_Exercise inputs:_
↓
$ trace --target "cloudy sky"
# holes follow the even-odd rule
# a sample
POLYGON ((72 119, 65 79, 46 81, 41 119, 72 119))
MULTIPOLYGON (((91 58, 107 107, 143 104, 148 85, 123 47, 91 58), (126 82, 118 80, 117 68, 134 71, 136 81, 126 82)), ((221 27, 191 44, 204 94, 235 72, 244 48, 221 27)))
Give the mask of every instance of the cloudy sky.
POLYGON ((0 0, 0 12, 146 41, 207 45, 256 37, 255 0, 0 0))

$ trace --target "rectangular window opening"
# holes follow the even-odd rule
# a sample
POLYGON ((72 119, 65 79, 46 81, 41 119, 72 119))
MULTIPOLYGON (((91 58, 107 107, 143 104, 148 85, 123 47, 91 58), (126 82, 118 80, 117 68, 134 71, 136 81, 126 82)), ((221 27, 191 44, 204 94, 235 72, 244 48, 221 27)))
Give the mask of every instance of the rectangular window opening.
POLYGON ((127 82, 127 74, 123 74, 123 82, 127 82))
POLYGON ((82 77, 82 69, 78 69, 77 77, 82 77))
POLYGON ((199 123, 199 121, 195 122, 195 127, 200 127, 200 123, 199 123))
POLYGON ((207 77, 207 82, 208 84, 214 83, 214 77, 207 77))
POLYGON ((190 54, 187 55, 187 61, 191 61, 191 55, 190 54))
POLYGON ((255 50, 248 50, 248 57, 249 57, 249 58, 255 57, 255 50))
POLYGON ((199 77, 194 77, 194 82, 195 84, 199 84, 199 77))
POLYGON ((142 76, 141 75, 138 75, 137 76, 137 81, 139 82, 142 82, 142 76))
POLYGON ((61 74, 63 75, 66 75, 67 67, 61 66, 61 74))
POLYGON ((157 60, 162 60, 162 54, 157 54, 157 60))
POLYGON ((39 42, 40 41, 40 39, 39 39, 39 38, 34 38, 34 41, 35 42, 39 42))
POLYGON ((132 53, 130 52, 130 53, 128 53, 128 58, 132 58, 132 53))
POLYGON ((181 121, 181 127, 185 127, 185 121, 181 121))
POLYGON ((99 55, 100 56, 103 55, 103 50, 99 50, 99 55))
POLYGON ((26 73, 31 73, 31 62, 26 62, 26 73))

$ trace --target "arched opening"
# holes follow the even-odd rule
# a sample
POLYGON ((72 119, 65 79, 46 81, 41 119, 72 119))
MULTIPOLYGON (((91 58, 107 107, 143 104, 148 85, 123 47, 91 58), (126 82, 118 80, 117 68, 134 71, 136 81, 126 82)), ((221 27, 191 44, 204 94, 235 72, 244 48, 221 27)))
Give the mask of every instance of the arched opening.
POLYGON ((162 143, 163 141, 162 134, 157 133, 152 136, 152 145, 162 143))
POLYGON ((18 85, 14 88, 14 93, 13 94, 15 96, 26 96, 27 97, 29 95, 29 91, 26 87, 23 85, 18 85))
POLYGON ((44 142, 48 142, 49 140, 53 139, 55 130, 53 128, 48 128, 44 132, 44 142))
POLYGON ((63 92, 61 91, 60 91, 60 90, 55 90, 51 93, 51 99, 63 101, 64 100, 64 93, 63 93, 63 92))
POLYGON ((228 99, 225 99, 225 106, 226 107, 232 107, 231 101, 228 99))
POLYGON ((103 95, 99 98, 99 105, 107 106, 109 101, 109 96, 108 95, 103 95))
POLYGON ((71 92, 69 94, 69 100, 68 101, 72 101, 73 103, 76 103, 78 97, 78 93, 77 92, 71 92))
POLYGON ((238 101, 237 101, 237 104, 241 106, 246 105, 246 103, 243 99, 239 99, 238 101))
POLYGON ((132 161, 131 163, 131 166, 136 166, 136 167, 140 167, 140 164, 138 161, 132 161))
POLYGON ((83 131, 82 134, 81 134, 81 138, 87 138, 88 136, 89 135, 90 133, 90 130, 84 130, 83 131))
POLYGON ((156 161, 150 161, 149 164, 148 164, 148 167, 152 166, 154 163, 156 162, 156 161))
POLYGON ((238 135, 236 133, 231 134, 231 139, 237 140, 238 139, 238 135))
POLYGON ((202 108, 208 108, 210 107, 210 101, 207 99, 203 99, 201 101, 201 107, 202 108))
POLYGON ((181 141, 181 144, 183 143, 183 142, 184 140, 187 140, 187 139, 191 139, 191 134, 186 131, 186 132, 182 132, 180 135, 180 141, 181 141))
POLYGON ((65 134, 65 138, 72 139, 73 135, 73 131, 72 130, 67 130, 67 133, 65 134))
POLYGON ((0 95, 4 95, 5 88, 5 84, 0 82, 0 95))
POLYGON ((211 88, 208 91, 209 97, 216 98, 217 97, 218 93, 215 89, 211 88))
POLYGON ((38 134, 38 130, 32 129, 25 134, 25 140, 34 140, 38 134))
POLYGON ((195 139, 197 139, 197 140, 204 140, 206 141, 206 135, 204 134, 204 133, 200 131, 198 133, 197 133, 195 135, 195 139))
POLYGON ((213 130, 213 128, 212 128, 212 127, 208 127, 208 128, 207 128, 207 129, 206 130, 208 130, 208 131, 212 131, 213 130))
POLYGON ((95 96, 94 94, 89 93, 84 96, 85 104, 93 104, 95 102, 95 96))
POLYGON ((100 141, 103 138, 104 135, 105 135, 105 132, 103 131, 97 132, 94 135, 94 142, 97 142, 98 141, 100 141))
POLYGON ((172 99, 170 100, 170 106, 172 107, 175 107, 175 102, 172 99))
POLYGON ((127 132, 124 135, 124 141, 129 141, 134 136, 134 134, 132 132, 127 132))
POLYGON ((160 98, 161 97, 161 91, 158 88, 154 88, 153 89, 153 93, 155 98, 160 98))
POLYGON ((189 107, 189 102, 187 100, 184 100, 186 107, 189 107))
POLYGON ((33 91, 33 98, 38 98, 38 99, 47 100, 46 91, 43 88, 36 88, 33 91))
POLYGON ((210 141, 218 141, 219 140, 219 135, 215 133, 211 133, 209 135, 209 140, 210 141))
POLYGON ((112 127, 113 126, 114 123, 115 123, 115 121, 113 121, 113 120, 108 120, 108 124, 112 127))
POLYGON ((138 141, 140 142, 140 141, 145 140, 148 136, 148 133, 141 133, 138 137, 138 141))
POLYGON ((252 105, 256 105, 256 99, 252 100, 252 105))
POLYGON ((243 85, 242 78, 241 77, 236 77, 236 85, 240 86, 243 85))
↑
_What is needed:_ Reproduce the material exactly, with every line intact.

_Answer below:_
$ trace --target "cloudy sky"
# holes follow the even-odd rule
# a sample
POLYGON ((72 119, 65 79, 46 81, 41 119, 72 119))
MULTIPOLYGON (((91 58, 107 107, 143 104, 148 85, 123 47, 91 58), (126 82, 118 80, 117 68, 134 71, 136 81, 126 82)), ((221 27, 191 44, 204 94, 235 72, 244 48, 221 27)))
Give the mask of every instance of the cloudy sky.
POLYGON ((0 0, 0 12, 146 41, 207 45, 256 37, 255 0, 0 0))

$ trace --target "rectangular window opening"
# holes follow the even-odd rule
# a sample
POLYGON ((72 119, 65 79, 46 81, 41 119, 72 119))
MULTIPOLYGON (((91 58, 107 107, 143 104, 148 85, 123 47, 91 58), (126 82, 118 80, 117 68, 134 71, 136 81, 126 82)), ((221 27, 191 44, 204 94, 235 72, 244 48, 221 27)))
Give the mask of every instance of the rectangular window opening.
POLYGON ((127 82, 127 74, 123 74, 123 82, 127 82))
POLYGON ((82 77, 82 69, 78 69, 77 77, 82 77))
POLYGON ((199 123, 199 121, 195 122, 195 127, 200 127, 200 123, 199 123))
POLYGON ((207 77, 207 82, 208 84, 214 83, 214 77, 207 77))
POLYGON ((190 54, 187 55, 187 61, 191 61, 191 55, 190 54))
POLYGON ((255 50, 248 50, 248 57, 249 57, 249 58, 255 57, 255 50))
POLYGON ((199 77, 194 77, 194 82, 195 84, 199 84, 199 77))
POLYGON ((142 76, 141 75, 138 75, 137 76, 137 81, 139 82, 142 82, 142 76))
POLYGON ((61 74, 63 75, 66 75, 67 67, 61 66, 61 74))
POLYGON ((157 60, 162 60, 162 54, 157 54, 157 60))
POLYGON ((39 42, 40 41, 40 39, 39 39, 39 38, 34 38, 34 41, 35 42, 39 42))
POLYGON ((132 53, 130 52, 130 53, 128 53, 128 58, 132 58, 132 53))
POLYGON ((181 121, 181 127, 185 127, 185 121, 181 121))
POLYGON ((99 55, 100 56, 103 55, 103 50, 99 50, 99 55))
POLYGON ((26 73, 31 73, 31 62, 26 62, 26 73))

$ trace --target "arched opening"
# holes follow the even-odd rule
# a sample
POLYGON ((72 119, 65 79, 46 81, 41 119, 72 119))
MULTIPOLYGON (((91 58, 107 107, 143 104, 148 85, 123 47, 91 58), (126 82, 118 80, 117 68, 134 71, 136 81, 126 82)), ((221 27, 191 44, 204 94, 235 72, 244 48, 221 27)))
Give the mask of every instance of the arched opening.
POLYGON ((162 143, 163 141, 162 134, 157 133, 152 136, 152 145, 162 143))
POLYGON ((18 85, 14 88, 14 93, 13 94, 15 96, 26 96, 27 97, 29 95, 29 91, 26 87, 23 85, 18 85))
POLYGON ((44 142, 48 142, 49 140, 53 139, 55 130, 53 128, 48 128, 44 132, 44 142))
POLYGON ((63 92, 61 91, 60 91, 60 90, 55 90, 51 93, 51 99, 63 101, 64 100, 64 93, 63 93, 63 92))
POLYGON ((228 99, 225 99, 225 106, 226 107, 232 107, 231 101, 228 99))
POLYGON ((103 95, 99 98, 99 105, 107 106, 109 101, 109 96, 108 95, 103 95))
POLYGON ((71 92, 69 94, 69 100, 68 101, 72 101, 73 103, 76 103, 78 97, 78 93, 77 92, 71 92))
POLYGON ((238 101, 237 101, 237 104, 241 106, 246 105, 246 103, 243 99, 239 99, 238 101))
POLYGON ((132 161, 131 163, 131 166, 136 166, 136 167, 140 167, 140 164, 138 161, 132 161))
POLYGON ((83 131, 82 134, 81 134, 81 138, 87 138, 88 136, 89 135, 90 133, 90 130, 84 130, 83 131))
POLYGON ((156 161, 150 161, 149 164, 148 164, 148 167, 152 166, 154 163, 156 162, 156 161))
POLYGON ((238 135, 236 133, 231 134, 231 139, 237 140, 238 139, 238 135))
POLYGON ((202 108, 208 108, 210 107, 210 101, 207 99, 203 99, 201 101, 201 107, 202 108))
POLYGON ((181 141, 181 144, 183 143, 183 142, 184 140, 187 140, 187 139, 191 139, 191 134, 186 131, 186 132, 182 132, 180 135, 180 141, 181 141))
POLYGON ((65 134, 65 138, 72 139, 73 135, 73 131, 72 130, 67 130, 67 133, 65 134))
POLYGON ((0 95, 4 95, 5 88, 5 84, 0 82, 0 95))
POLYGON ((211 88, 208 91, 209 97, 216 98, 217 97, 218 93, 215 89, 211 88))
POLYGON ((38 134, 38 130, 32 129, 25 134, 25 140, 34 140, 38 134))
POLYGON ((195 139, 197 139, 197 140, 204 140, 206 141, 206 135, 204 134, 204 133, 200 131, 198 133, 197 133, 195 135, 195 139))
POLYGON ((213 130, 213 128, 212 128, 212 127, 208 127, 208 128, 207 128, 207 129, 206 130, 208 130, 208 131, 212 131, 213 130))
POLYGON ((95 96, 94 94, 89 93, 84 96, 85 104, 93 104, 95 102, 95 96))
POLYGON ((100 141, 103 138, 104 135, 105 135, 105 132, 103 131, 97 132, 94 135, 94 142, 97 142, 98 141, 100 141))
POLYGON ((172 99, 170 100, 170 106, 172 107, 175 107, 175 102, 172 99))
POLYGON ((127 132, 124 135, 124 141, 129 141, 134 136, 134 134, 132 132, 127 132))
POLYGON ((160 98, 161 97, 161 91, 158 88, 154 88, 153 89, 153 93, 155 98, 160 98))
POLYGON ((189 107, 189 102, 187 100, 184 100, 186 107, 189 107))
POLYGON ((33 91, 33 98, 38 98, 38 99, 47 100, 46 91, 43 88, 36 88, 33 91))
POLYGON ((210 141, 218 141, 219 140, 219 135, 215 133, 211 133, 209 135, 209 140, 210 141))
POLYGON ((112 127, 113 126, 114 123, 115 123, 115 121, 113 121, 113 120, 108 120, 108 124, 112 127))
POLYGON ((138 141, 140 142, 140 141, 145 140, 148 136, 148 133, 141 133, 138 137, 138 141))
POLYGON ((252 105, 256 105, 256 99, 252 100, 252 105))
POLYGON ((243 85, 242 78, 241 77, 236 77, 236 85, 240 86, 243 85))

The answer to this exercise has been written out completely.